##### Materials provided #####

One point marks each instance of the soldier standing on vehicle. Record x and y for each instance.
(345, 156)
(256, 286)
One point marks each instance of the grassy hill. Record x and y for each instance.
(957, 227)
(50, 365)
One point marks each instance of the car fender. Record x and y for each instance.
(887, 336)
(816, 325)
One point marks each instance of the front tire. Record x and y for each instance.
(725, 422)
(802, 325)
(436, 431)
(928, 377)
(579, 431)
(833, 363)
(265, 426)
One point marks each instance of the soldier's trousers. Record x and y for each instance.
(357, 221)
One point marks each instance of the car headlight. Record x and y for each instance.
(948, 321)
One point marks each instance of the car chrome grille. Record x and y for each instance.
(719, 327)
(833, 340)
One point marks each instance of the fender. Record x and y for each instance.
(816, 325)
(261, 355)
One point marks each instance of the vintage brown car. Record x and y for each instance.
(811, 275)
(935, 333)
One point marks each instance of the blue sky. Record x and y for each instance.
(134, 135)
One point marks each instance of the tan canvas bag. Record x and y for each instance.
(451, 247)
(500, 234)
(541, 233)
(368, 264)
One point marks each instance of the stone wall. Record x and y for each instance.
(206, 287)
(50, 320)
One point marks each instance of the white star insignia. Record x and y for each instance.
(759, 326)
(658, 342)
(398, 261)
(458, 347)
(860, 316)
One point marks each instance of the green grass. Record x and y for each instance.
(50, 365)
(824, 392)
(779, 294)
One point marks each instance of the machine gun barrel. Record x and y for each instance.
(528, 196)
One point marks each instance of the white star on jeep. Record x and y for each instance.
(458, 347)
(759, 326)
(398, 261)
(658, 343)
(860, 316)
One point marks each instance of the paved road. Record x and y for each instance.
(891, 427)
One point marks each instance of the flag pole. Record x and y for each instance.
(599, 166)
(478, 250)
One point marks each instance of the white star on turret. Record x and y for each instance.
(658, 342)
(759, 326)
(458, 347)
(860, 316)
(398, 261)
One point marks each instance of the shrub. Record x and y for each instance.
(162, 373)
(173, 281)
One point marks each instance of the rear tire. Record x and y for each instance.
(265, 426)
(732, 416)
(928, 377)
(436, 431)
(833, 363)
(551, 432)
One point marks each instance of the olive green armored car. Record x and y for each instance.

#####

Written instruction ->
Scale the material starting at the line that contains "One point marks each instance of the green" and ending at the last line of the material, both included. Write every line out again, including the requests, and multiply each x and y coordinate by 0.45, rounding to whole numbers with halves rounded up.

Exercise result ->
One point marks each instance of the green grass. Record x and y for each instance.
(23, 164)
(371, 176)
(351, 132)
One point marks each instance of the machine gun barrel. Record x and y for each instance.
(238, 88)
One point marks each instance of the white star on jeep. Record x and y for each instance.
(206, 156)
(342, 147)
(179, 117)
(296, 154)
(387, 142)
One point marks each instance of the paved road. Record x and y for each instance.
(401, 192)
One point marks each instance of the flag pole. Record x and y for each instance.
(270, 75)
(215, 113)
One point marks each instance of the white star on turret. Record x and y for each instance.
(296, 154)
(342, 147)
(206, 156)
(387, 142)
(179, 117)
One point marks each instance of the shrub. Record x and y for each instance.
(73, 168)
(78, 126)
One point marks each instance of the rear tire. Record x and y for each instance.
(119, 192)
(329, 187)
(418, 170)
(196, 194)
(375, 163)
(248, 194)
One point marks each instance of the olive green armored car. Record x and y for each instance.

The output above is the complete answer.